[Items from a data source]

---

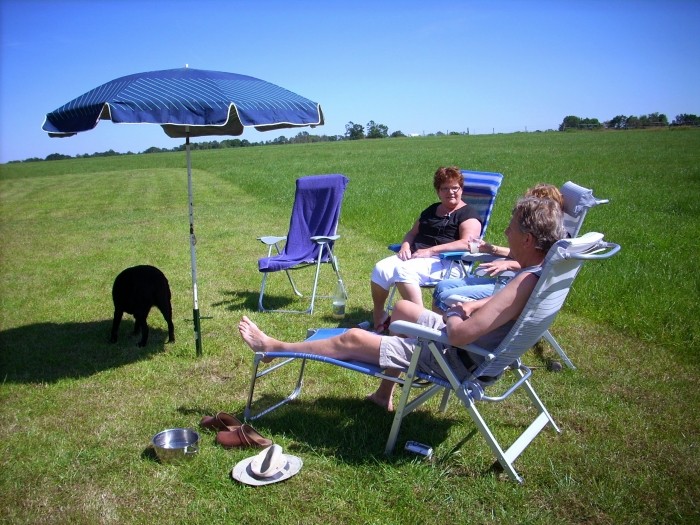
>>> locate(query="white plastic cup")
[469,239,481,253]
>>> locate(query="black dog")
[110,266,175,347]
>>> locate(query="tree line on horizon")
[559,113,700,131]
[8,113,700,164]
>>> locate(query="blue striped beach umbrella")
[42,67,323,355]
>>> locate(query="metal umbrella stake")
[42,67,323,356]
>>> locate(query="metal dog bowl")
[151,428,199,463]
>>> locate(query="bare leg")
[371,281,389,328]
[367,300,423,412]
[396,283,423,307]
[391,300,425,323]
[238,316,381,365]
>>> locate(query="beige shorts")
[379,310,469,381]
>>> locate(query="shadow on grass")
[0,319,167,383]
[238,396,454,464]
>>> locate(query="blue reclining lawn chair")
[386,170,503,316]
[244,235,620,482]
[440,181,610,369]
[258,174,348,314]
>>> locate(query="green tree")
[671,113,700,126]
[367,120,389,139]
[559,115,581,131]
[345,121,365,140]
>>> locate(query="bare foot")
[365,392,394,412]
[238,315,275,352]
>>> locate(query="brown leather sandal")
[199,412,243,430]
[216,423,272,448]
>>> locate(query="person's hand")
[479,259,517,277]
[443,301,476,322]
[396,242,411,261]
[409,248,433,259]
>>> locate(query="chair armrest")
[258,235,287,246]
[439,252,503,263]
[311,235,340,244]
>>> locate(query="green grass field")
[0,130,700,524]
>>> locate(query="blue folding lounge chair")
[386,170,503,315]
[244,234,620,482]
[440,181,610,370]
[258,174,348,314]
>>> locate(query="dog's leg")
[109,309,124,343]
[134,309,150,348]
[158,302,175,343]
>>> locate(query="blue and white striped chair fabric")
[387,234,620,482]
[386,170,503,315]
[244,234,620,482]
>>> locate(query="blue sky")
[0,0,700,162]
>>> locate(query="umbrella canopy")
[42,68,323,138]
[42,68,323,355]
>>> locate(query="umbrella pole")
[185,135,202,356]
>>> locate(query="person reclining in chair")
[433,184,564,314]
[238,197,564,411]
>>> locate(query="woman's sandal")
[199,412,243,430]
[216,423,272,448]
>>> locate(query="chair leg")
[542,330,576,370]
[243,353,306,421]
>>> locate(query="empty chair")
[258,174,348,314]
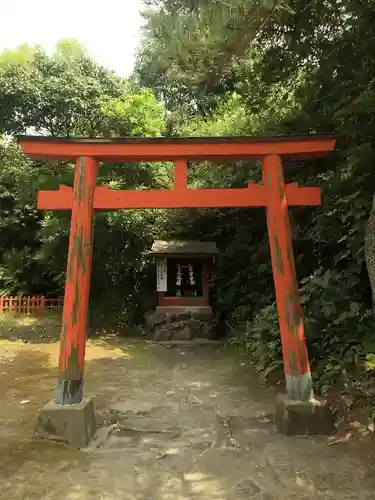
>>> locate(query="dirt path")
[0,340,375,500]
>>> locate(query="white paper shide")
[156,259,167,292]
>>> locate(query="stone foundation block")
[275,394,334,435]
[34,399,96,449]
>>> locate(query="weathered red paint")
[262,155,310,382]
[59,157,97,394]
[19,136,336,399]
[38,184,320,210]
[174,159,188,191]
[19,135,336,162]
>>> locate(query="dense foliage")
[0,0,375,414]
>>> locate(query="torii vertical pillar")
[262,155,333,434]
[56,157,97,405]
[35,157,97,448]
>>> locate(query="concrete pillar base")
[275,394,334,435]
[34,399,95,449]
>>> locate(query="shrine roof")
[151,240,219,255]
[17,134,336,162]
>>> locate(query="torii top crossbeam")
[18,135,336,405]
[18,135,335,162]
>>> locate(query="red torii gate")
[18,135,335,412]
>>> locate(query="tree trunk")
[365,190,375,313]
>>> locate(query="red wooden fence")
[0,295,64,315]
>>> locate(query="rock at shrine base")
[145,307,217,341]
[275,394,334,436]
[34,399,96,449]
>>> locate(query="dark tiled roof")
[151,240,219,255]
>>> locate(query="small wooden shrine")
[151,240,219,314]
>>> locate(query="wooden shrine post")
[55,156,97,405]
[18,135,336,446]
[262,155,313,401]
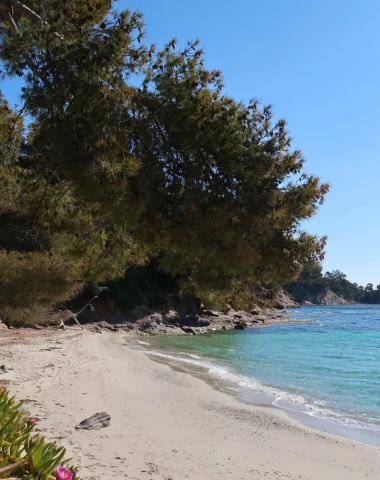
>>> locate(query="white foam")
[145,350,379,436]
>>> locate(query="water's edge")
[126,337,380,447]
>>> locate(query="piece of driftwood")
[75,412,111,430]
[58,295,98,330]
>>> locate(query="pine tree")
[0,0,328,322]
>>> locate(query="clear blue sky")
[3,0,380,285]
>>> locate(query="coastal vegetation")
[0,0,328,324]
[0,387,80,480]
[285,263,380,304]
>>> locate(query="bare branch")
[4,10,52,88]
[59,295,98,330]
[0,0,61,38]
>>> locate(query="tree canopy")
[0,0,328,324]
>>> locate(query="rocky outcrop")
[314,288,350,305]
[86,307,312,335]
[287,285,350,308]
[276,288,300,310]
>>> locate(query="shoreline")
[0,328,380,480]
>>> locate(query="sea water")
[141,305,380,443]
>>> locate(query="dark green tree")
[0,0,328,322]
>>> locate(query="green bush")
[0,387,80,480]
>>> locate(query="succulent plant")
[0,387,80,480]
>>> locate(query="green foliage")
[0,0,328,321]
[0,388,80,480]
[285,263,380,303]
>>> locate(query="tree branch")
[4,11,52,88]
[0,0,61,38]
[59,295,98,330]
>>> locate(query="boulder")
[202,310,221,317]
[234,320,249,330]
[181,326,197,335]
[75,412,111,430]
[249,305,261,315]
[164,310,180,323]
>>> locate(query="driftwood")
[58,295,98,330]
[75,412,111,430]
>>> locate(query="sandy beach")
[0,329,380,480]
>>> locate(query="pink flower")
[29,417,41,425]
[55,466,74,480]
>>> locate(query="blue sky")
[3,0,380,285]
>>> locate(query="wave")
[144,350,380,432]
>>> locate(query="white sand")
[0,331,380,480]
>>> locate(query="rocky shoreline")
[86,307,314,335]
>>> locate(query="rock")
[276,288,300,310]
[249,305,261,315]
[183,315,211,327]
[181,326,196,335]
[165,310,180,323]
[202,310,221,317]
[234,320,249,330]
[75,412,111,430]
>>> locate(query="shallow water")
[141,305,380,443]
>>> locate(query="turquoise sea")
[141,305,380,443]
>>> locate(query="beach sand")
[0,329,380,480]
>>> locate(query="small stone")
[75,412,111,430]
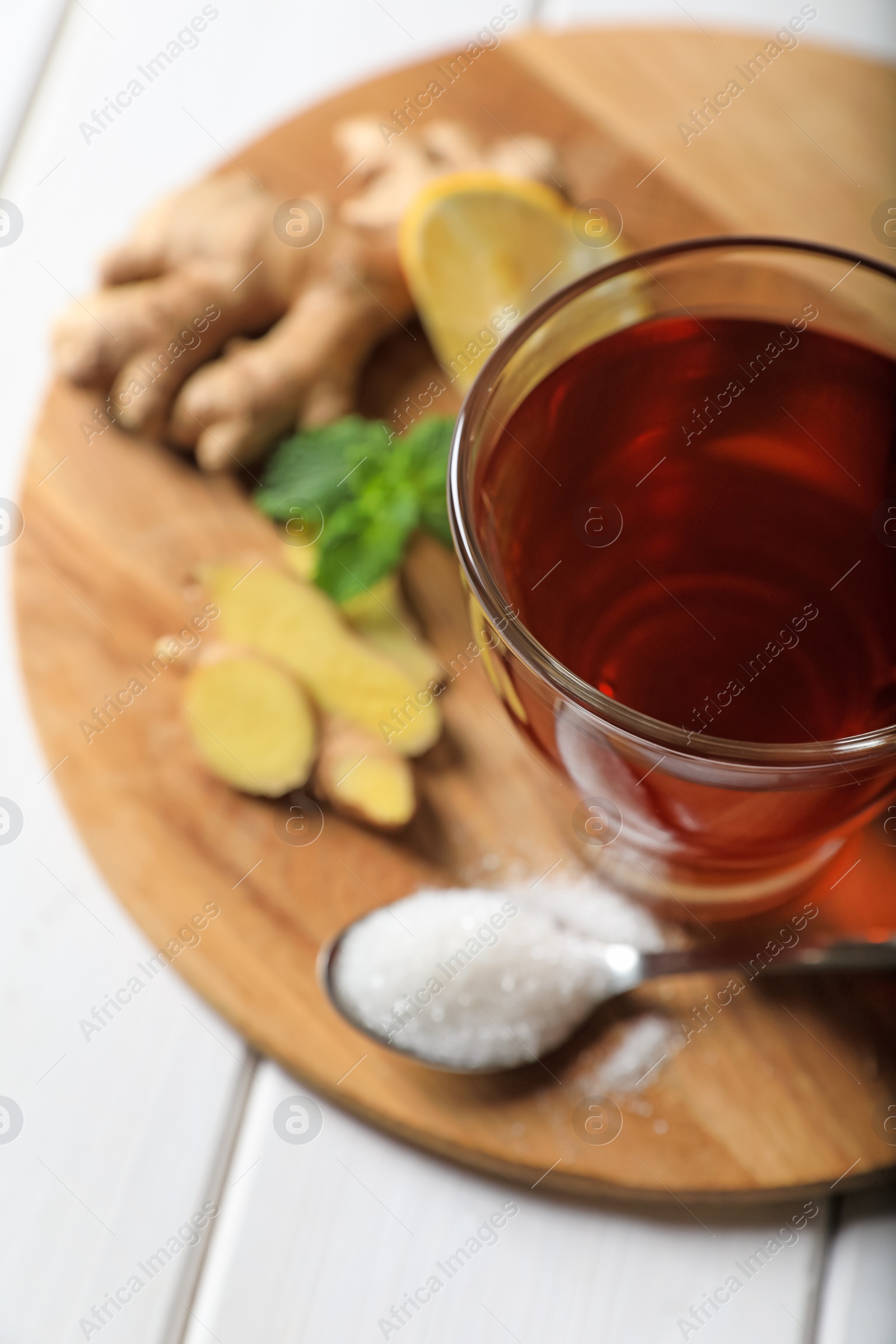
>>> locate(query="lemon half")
[399,171,626,391]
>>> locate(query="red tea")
[478,314,896,742]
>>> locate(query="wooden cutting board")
[16,30,896,1202]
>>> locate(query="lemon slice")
[399,171,626,390]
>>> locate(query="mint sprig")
[254,416,454,602]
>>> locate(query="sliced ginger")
[184,653,317,799]
[314,715,417,830]
[341,574,445,689]
[198,563,442,757]
[283,542,444,689]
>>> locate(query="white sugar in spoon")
[319,890,896,1072]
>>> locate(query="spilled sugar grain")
[572,1012,684,1096]
[332,879,668,1068]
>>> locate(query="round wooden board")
[16,31,896,1202]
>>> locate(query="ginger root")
[184,653,317,799]
[198,563,442,757]
[314,715,417,830]
[55,117,559,470]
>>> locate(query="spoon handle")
[641,938,896,980]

---

◆ **SET PROBLEM**: Gather every line from the entries above that contains the word "spoon", paying attention to upper and lower case.

◆ **RESULT OF THIS EXERCISE**:
>>> locate(query="white sugar in spoon")
>>> locate(query="spoon handle")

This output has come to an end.